(Text)
▶

In February Stage 17 Racing’s assistant director/ racer Dan Harm. We meet at Stumptown in Seattle’s Capitol Hill. I was a half hour late due to my lack of navigation skills. Dan was nice enough to let it slide and give me a half hour of his time.
I have been follow Dan on twitter for a little over a year and I my initial impression was “this guy is intense”. He is intense, but not in that in your face way, more of a quiet intensity, which in my opinion is more real than the screaming from the mountain tops kind of intensity (think crossfitters). We briefly talked about Stage 17, but I’m saving that for another project.
What follows has been slightly edited for clarity.
RJG: How long have you been racing?
Dan Harm: This will be the start of my eigth season. So seven years going on eight.
RJG: And up until last year you focused primarily on the track?
DH: I started out on the road and then got into track racing in my second or third year and then took a break and returned to the sport I focused on the track and last year I switched full time to the road. Last year I was fully focused on the road and continue to follow that forward.
RJG. That seemed to pay off well.
RJG: You had a good year?

◀

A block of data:
▶

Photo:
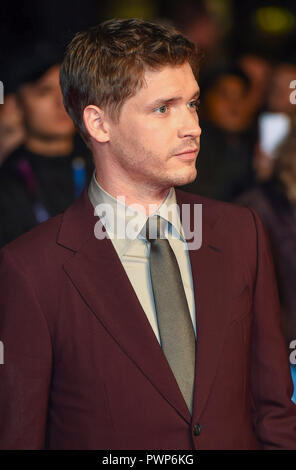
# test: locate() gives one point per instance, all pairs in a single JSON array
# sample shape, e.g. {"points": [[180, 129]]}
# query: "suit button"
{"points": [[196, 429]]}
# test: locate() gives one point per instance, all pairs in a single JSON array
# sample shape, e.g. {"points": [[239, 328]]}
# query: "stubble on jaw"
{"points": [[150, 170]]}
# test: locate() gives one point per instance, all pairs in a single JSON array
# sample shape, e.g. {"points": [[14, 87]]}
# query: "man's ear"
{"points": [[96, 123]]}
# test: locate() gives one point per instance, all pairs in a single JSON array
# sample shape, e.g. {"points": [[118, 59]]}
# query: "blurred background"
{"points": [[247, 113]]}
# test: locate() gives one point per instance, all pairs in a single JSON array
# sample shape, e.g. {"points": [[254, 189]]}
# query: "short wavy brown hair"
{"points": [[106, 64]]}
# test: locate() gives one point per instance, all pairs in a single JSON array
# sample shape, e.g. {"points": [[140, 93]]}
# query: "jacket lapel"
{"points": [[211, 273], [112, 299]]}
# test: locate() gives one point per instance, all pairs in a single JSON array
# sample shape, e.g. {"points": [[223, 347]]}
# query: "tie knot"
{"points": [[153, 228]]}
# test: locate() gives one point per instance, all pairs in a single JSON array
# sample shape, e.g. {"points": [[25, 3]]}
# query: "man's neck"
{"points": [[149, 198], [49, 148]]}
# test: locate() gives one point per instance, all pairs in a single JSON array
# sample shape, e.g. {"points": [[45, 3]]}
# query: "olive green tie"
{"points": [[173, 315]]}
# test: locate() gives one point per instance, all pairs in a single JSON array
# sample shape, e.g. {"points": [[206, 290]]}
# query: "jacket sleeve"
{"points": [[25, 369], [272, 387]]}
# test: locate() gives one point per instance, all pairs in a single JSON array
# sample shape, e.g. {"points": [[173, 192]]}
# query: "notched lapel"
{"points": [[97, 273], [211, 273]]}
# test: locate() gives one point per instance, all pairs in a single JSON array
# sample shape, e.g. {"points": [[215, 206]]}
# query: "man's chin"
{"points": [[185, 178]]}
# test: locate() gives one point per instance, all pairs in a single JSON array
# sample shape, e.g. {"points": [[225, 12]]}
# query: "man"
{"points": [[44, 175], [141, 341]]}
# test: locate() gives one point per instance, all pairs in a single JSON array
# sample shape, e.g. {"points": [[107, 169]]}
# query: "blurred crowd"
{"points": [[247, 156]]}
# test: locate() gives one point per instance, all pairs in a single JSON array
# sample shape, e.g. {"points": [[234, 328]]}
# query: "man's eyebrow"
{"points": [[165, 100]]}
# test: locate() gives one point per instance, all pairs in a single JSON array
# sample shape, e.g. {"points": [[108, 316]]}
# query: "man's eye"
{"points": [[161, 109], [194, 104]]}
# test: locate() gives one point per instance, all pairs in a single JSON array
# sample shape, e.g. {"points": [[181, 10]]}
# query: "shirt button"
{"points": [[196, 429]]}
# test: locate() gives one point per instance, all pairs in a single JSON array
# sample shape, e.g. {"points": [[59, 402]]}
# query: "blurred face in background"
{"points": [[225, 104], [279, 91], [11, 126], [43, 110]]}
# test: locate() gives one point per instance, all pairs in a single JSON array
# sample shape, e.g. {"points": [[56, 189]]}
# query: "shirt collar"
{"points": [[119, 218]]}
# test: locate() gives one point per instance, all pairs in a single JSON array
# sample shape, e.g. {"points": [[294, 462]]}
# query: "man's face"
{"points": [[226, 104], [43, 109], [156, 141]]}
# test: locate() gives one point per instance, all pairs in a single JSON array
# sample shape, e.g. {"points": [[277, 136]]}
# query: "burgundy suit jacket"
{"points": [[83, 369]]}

◀
▶

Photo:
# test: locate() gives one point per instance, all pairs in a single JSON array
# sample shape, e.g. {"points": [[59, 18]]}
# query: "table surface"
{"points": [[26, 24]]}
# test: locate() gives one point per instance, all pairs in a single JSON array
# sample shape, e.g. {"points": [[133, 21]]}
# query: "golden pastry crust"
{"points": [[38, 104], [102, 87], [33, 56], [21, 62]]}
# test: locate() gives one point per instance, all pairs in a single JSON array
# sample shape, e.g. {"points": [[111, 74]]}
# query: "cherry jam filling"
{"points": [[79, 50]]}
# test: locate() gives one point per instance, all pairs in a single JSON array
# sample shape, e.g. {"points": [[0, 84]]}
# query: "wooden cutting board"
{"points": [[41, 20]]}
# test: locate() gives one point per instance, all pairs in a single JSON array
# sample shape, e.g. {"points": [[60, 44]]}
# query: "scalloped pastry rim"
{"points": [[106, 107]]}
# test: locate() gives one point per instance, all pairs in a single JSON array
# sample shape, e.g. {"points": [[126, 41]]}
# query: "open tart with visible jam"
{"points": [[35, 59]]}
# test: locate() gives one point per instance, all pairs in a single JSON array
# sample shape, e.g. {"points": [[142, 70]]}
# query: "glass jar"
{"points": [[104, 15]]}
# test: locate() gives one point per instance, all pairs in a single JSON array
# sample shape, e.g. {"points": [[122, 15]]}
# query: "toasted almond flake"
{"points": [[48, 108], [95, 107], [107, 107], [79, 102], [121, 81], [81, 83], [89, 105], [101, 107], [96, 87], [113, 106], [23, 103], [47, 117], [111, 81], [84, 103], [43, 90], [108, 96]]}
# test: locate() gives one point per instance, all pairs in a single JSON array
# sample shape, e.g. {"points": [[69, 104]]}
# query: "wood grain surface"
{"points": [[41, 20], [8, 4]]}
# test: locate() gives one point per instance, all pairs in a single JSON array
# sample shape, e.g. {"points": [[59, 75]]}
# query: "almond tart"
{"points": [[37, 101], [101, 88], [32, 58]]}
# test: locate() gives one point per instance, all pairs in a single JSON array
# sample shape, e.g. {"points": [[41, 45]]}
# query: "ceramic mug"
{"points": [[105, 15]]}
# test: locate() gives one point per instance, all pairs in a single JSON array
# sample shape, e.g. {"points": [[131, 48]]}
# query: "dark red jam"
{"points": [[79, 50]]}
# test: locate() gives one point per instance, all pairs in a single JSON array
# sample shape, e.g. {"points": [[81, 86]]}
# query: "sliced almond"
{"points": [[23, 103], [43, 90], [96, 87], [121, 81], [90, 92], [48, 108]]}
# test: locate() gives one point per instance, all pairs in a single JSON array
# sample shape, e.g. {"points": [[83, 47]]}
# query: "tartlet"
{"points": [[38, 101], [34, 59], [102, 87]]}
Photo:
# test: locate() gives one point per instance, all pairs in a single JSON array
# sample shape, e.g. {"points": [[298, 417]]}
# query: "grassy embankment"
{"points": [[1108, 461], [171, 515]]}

◀

(What to do)
#1 Decide whether each statement agrees with the interview, answering yes or no and quoting the deciding words: (a) The meeting took place at Stumptown in Seattle's Capitol Hill. (b) The interviewer arrived on time. (c) Last year Dan Harm focused fully on track racing.
#2 From the interview, extract the passage between "In February Stage" and "for another project.", inclusive.
#3 Render this sentence from the interview in French: "Dan was nice enough to let it slide and give me a half hour of his time."

(The results)
#1
(a) Yes: "We meet at Stumptown in Seattle’s Capitol Hill."
(b) No: "I was a half hour late due to my lack of navigation skills."
(c) No: "Last year I was fully focused on the road"

#2
In February Stage 17 Racing’s assistant director/ racer Dan Harm. We meet at Stumptown in Seattle’s Capitol Hill. I was a half hour late due to my lack of navigation skills. Dan was nice enough to let it slide and give me a half hour of his time.
I have been follow Dan on twitter for a little over a year and I my initial impression was “this guy is intense”. He is intense, but not in that in your face way, more of a quiet intensity, which in my opinion is more real than the screaming from the mountain tops kind of intensity (think crossfitters). We briefly talked about Stage 17, but I’m saving that for another project.

#3 Dan a eu la gentillesse de passer l'éponge et de m'accorder une demi-heure de son temps.